TASK TO CARRY OUT. Repeat exactly, and only, the lines from the one containing "mist in the photograph above." through the end of the records.

PROVIDED DATA.
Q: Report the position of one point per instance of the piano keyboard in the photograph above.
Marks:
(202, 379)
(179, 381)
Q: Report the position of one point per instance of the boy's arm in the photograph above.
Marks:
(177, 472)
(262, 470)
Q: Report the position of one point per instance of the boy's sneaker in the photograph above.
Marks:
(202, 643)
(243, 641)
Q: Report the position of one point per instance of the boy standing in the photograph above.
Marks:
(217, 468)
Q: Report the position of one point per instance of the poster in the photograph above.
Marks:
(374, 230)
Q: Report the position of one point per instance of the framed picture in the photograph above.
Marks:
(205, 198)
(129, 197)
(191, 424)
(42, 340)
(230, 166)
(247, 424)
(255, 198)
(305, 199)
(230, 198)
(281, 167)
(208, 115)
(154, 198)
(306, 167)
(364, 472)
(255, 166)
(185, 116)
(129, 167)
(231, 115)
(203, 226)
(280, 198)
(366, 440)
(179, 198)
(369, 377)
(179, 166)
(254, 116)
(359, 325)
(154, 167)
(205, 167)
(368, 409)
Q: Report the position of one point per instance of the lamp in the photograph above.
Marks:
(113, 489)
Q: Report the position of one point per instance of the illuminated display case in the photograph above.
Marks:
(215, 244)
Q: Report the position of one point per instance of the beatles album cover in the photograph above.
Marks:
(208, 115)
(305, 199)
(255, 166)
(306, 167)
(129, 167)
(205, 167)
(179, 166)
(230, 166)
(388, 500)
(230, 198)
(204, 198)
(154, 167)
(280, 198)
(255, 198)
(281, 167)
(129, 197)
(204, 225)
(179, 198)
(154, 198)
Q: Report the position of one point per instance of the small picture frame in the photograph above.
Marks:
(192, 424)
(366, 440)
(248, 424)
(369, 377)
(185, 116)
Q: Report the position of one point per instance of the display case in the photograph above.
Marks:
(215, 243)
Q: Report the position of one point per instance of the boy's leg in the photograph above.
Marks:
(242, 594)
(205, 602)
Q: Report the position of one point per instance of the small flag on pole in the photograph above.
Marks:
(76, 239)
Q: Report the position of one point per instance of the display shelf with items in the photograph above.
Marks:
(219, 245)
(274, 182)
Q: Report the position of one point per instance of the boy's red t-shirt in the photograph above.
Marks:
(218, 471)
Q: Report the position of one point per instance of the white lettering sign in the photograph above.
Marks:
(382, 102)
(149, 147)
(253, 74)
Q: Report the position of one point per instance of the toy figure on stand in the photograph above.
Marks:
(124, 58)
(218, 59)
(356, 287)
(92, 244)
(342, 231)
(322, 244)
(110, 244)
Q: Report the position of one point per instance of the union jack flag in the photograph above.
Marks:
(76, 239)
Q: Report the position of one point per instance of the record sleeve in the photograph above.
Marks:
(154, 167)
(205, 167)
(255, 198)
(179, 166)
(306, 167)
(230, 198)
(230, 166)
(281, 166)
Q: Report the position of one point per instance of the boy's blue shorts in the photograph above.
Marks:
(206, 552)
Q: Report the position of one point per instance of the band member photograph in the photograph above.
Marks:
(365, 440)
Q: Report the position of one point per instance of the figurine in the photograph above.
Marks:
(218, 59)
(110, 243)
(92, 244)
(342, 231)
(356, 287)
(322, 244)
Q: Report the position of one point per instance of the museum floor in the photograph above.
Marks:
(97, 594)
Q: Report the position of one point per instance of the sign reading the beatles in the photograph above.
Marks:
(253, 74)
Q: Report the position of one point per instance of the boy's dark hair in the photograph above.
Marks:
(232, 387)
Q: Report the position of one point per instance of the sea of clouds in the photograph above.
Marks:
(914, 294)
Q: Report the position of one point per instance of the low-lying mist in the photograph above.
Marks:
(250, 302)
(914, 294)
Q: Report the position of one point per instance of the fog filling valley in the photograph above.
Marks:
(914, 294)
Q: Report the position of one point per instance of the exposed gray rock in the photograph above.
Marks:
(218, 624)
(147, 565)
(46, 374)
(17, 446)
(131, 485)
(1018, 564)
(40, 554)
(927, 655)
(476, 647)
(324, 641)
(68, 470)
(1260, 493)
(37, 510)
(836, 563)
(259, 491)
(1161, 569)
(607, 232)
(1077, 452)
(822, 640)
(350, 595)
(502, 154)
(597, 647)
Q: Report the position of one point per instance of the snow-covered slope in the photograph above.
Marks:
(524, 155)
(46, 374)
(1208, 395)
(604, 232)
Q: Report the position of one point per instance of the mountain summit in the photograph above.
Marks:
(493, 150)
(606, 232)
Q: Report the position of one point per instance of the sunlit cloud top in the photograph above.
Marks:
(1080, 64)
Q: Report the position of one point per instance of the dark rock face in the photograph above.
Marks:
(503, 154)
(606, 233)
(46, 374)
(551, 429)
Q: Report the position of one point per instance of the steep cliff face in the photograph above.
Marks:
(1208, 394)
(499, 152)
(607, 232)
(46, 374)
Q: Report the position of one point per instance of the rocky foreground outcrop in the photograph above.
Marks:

ANSWER IN FULL.
Q: Report the position of one point per instance of the low-lying mist in the photograph above.
Marks:
(250, 302)
(914, 294)
Q: Report the position of one point per instance of the fog filling valley in the photograph above.
Marks:
(914, 294)
Q: Report the position of one point per instance of the exposed gray rock in the photograph above.
Marks:
(218, 624)
(147, 565)
(46, 374)
(17, 446)
(131, 485)
(1018, 564)
(40, 554)
(927, 655)
(476, 647)
(324, 641)
(68, 470)
(1260, 493)
(37, 510)
(836, 563)
(259, 491)
(1161, 569)
(607, 232)
(1077, 452)
(822, 640)
(350, 595)
(502, 154)
(597, 647)
Q: Report the position of one point per instance of the snow-covered slope in the photograph above.
Marks:
(524, 155)
(46, 374)
(1208, 395)
(604, 232)
Q: Report the position of one point per instance of the mountain summit in the photograph above.
Marks:
(493, 150)
(606, 232)
Q: Report the position of one point per instance of the sunlit cloud top in the photograph above.
Marks:
(1080, 64)
Q: Report the position of one point per instance of the dark rock face in the photograph above.
Marks:
(503, 154)
(606, 233)
(46, 374)
(551, 429)
Q: Report the position of one point per instance of the steep cliff face in the photograph above.
Marks:
(1208, 394)
(499, 152)
(607, 232)
(46, 374)
Q: Report the position of one point per instance of the rocky foreground outcrop in the photograph above.
Marks:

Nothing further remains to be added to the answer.